→ Quoted text:
FDR visited Hawaii in 1934 and I believe the photograph below was taken during that trip. One of his sons sits next to him in the car.


FDR and his son (Probably Franklin Delano Roosevelt Jr.) visit Hawaii - 1934
FDR and his son (Probably Franklin Delano Roosevelt Jr.) visit Hawaii – 1934

size – 4.5 x 2.75 square including white space


NOTE – While there was no annotation on this photograph, there are similar pictures in the historical archives such as this one linked below.
https://www.gettyimages.dk/detail/news-photo/welcoming-of-the-president-franklin-roosevelt-and-his-son-news-photo/107424161

Presidents aren’t the only noteworthy visitors to meet and greet America’s troops. Young Shirley Temple also visited soldiers in Hawaii.


Young Shirley Temple visits American soldiers in Hawaii
Young Shirley Temple visits American soldiers in Hawaii
size – 4 x 2.8 including white space

While this cannot be verified, my assumption is this photograph of Shirley Temple with a glass of soda was taken during that same trip. The photograph was sitting alongside the others.


Shirley
Shirley Temple with a glass of soda and what appears to be a puppy
size – 2.75 x 4.5 including white space

Also bundled with the photographs above, was this picture which I am also “guessing” is of actress Sonja Henie who was with Shirley Temple during her visit to Hawaii. Any information to correct the record would be appreciated.


Sonja Henie visiting Hawaii with Shirley Temple

Sonja Henie visiting Hawaii with Shirley Temple.

→ Your tasks:
1: Copy the text on the Hawaii photographs starting with "NOTE – While" and going on through "alongside the others.", swapping "soldiers" for "servicemen".
2: According to the text on the Hawaii photographs, in what year did FDR visit Hawaii?

→ Extracted material:
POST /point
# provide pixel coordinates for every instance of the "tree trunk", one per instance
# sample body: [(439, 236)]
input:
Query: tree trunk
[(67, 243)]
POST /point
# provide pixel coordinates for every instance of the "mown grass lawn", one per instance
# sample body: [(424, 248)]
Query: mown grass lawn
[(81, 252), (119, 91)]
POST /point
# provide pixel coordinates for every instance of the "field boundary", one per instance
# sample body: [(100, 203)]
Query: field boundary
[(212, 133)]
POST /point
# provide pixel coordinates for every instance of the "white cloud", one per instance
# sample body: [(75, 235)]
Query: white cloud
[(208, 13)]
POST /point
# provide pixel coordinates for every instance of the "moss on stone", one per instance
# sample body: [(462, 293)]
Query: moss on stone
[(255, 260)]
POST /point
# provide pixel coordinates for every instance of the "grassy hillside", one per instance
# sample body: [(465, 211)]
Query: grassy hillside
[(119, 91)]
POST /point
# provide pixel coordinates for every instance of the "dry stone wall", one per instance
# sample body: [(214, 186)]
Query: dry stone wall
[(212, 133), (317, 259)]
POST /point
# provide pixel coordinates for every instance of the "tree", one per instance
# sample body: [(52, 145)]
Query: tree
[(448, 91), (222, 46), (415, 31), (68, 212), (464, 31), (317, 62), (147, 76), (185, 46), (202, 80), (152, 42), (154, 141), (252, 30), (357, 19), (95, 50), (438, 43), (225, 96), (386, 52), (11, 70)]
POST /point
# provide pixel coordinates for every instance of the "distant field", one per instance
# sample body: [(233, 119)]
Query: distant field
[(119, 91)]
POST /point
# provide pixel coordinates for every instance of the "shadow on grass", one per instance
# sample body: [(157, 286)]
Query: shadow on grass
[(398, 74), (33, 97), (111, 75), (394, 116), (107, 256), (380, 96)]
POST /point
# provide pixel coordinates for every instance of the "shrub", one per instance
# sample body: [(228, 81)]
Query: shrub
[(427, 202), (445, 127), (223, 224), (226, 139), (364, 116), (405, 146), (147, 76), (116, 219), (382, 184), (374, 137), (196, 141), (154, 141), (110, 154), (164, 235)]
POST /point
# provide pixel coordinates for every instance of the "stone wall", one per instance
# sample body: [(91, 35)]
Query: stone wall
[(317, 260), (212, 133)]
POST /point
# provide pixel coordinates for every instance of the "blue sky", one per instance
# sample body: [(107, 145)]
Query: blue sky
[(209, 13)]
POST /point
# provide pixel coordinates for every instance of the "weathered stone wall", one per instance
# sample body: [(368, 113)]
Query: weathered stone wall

→ Responses per task:
1:
NOTE – While there was no annotation on this photograph, there are similar pictures in the historical archives such as this one linked below.
https://www.gettyimages.dk/detail/news-photo/welcoming-of-the-president-franklin-roosevelt-and-his-son-news-photo/107424161

Presidents aren’t the only noteworthy visitors to meet and greet America’s troops. Young Shirley Temple also visited servicemen in Hawaii.


Young Shirley Temple visits American servicemen in Hawaii
Young Shirley Temple visits American servicemen in Hawaii
size – 4 x 2.8 including white space

While this cannot be verified, my assumption is this photograph of Shirley Temple with a glass of soda was taken during that same trip. The photograph was sitting alongside the others.

2: 1934